::: Source document
The Subtle Dangers of the Comma Operator (C++)
humanreadablemag.com> Overloading the Comma Operator Is Powerful
Clearly, it's over 9000!
... more seriously though, overloading the comma operator is a bad idea and you shouldn't do it. In fact, almost nobody does it.
Specifically, you don't want to break the principle of least astonishment with a command such as
v+= 1,2,3,4,5;
Assuming you want to add up a bunch of literals, what you could do is something like: std::array data { 1,2,3,4,5 };
v += std::reduce(data.begin(), data.end());
and if you've implemented some <algorithm> and <numeric> wrappers for containers, you would have something like an template<class Container>
typename Container::value_type
reduce(const Container& container);
and then you would write v += reduce(std::array{ 1,2,3,4,5 } );
which is terse and much clearer.An even more concise form is built in, and I think more obvious to readers:
v.insert(v.end(), { 1, 2, 3, 4, 5 });I was actually not describing adding elements to a container, but adding up values.
See? That's the problem with arithmetic on containers. Python has that already:
Comma doesn't do weird shit: that's just a tuple of numbers. But "+=" then does weird shit: it means concatenation when v is a standard library list, and element-wise addition when v is a numpy vector.v += 4, 5, 6
> Once the vector is constructed, we can only add elements one by one by using the push_back member function.
Nope... std::vector::insert() takes an std::initializer_list [1].
[1] https://en.cppreference.com/w/cpp/container/vector/insert
The example (v += 1,2,3,4,5) is neither "nice" nor "expressive". It's confusing and dumb. The reader of this code can't be expected to know what it does. And, looking at the implementation, there's not even an efficiency benefit from doing this. You'd have a more efficient and literate program with std::iota.
::::::
Objective -> Give a two-sentence summary of the thread on overloading the comma operator in C++. The records are material separate from the thread.
::: Rows
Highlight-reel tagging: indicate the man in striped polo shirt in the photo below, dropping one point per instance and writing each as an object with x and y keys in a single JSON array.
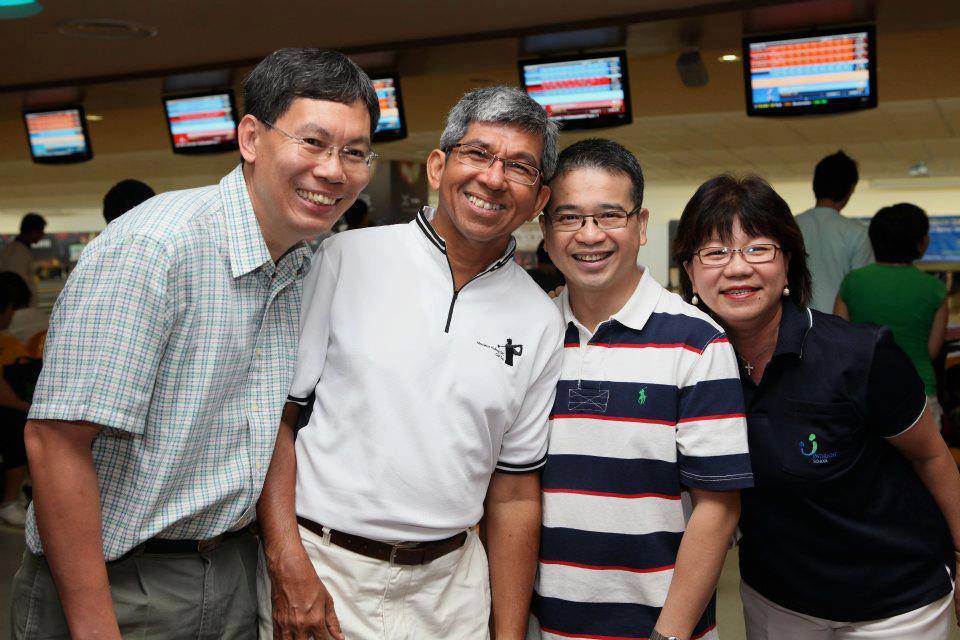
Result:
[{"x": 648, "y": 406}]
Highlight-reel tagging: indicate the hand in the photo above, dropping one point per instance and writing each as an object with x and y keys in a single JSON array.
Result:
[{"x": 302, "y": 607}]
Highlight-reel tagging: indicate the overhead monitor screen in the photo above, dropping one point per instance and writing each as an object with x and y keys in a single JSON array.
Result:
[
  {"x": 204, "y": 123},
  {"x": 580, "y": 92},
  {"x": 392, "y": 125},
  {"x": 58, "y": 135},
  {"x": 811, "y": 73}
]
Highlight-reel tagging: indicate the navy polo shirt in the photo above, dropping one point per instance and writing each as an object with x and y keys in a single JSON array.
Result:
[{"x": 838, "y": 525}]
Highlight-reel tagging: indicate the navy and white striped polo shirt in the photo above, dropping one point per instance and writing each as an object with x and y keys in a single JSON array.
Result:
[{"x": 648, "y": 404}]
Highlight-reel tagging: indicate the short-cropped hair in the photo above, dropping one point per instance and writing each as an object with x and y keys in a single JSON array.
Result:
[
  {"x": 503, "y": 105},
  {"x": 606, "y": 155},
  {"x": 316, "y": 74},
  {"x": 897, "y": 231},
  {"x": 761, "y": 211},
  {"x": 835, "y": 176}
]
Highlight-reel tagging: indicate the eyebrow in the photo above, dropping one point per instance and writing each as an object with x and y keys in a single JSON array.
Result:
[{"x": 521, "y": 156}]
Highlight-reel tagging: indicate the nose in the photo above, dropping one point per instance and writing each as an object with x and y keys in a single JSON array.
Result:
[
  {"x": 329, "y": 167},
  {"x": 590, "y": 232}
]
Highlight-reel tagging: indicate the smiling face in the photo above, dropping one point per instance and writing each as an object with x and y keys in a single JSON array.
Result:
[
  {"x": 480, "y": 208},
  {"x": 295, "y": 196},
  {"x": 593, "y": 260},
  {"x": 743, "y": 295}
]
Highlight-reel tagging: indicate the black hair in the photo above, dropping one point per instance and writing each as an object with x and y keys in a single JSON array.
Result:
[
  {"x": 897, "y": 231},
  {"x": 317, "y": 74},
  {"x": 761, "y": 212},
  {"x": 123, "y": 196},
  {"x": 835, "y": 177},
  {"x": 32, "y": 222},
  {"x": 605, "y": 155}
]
::::::
::: Rows
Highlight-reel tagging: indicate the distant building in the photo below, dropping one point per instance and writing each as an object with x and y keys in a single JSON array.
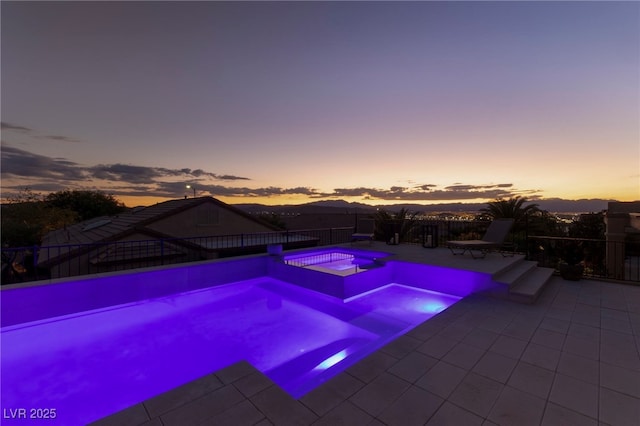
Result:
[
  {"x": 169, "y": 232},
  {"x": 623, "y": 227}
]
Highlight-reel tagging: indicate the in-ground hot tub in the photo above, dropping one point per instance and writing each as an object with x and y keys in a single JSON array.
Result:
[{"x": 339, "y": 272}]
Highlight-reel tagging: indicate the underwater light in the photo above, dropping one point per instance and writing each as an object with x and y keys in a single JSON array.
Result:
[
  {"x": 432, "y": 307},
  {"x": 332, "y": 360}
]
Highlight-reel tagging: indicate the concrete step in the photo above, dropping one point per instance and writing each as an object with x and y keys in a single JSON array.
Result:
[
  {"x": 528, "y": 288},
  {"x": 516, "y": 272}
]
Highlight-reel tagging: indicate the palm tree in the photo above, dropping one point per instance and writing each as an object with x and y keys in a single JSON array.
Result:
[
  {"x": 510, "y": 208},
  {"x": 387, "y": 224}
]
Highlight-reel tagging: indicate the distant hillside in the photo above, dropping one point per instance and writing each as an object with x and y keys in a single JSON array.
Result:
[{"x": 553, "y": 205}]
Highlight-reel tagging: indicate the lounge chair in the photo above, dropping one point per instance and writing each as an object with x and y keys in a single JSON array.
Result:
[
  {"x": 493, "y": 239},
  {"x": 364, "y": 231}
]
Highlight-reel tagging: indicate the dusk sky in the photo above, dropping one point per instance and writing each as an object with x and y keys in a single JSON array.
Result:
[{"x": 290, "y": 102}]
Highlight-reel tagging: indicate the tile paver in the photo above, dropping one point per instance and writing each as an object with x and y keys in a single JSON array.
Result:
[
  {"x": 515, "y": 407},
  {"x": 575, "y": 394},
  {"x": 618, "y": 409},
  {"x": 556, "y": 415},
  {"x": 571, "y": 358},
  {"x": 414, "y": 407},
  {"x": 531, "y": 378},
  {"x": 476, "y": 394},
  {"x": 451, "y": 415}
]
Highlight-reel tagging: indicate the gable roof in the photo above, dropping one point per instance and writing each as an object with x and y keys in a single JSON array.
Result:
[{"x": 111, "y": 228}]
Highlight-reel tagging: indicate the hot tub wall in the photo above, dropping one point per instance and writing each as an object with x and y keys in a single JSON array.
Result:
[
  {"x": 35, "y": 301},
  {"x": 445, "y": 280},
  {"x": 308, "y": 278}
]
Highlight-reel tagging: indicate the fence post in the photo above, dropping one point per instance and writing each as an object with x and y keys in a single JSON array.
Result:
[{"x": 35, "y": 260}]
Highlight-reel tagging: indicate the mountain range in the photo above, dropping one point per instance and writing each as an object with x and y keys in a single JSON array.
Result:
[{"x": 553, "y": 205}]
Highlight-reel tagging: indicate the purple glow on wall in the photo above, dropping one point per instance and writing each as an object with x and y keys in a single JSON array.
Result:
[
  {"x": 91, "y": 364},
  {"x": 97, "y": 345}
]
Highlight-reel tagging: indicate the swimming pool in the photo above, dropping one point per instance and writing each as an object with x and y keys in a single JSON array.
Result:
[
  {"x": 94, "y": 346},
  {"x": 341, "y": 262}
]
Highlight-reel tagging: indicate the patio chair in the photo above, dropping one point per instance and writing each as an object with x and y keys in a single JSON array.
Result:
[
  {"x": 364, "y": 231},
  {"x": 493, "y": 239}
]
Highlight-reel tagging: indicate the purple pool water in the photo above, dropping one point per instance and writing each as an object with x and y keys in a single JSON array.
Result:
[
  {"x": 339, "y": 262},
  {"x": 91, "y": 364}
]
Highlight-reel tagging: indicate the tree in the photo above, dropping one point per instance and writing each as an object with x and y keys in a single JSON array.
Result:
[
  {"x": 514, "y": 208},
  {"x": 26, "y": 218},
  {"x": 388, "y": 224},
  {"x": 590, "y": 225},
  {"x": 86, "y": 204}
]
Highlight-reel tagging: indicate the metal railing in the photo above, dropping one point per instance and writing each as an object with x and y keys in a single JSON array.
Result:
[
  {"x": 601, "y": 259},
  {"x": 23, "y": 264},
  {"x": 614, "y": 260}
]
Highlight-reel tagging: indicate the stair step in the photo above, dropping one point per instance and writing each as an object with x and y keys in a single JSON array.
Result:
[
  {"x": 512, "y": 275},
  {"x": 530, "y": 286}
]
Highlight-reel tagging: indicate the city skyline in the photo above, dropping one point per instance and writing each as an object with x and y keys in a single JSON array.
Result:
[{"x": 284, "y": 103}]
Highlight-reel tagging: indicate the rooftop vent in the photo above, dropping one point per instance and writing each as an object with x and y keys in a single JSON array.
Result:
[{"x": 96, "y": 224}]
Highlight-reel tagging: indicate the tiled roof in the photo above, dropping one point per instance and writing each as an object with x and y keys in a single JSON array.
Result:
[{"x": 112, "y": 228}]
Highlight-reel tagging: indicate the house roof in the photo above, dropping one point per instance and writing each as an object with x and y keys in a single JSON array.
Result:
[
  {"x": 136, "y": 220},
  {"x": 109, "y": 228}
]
::::::
Solved problem -> Commenters call overloading the comma operator a bad idea that breaks the principle of least astonishment, and they offer clearer options such as std::reduce over a std::array or v.insert with a brace list. One commenter points out that Python's += already means different things for lists and numpy vectors, and another notes that std::vector::insert() takes an std::initializer_list, so elements need not be added one by one with push_back.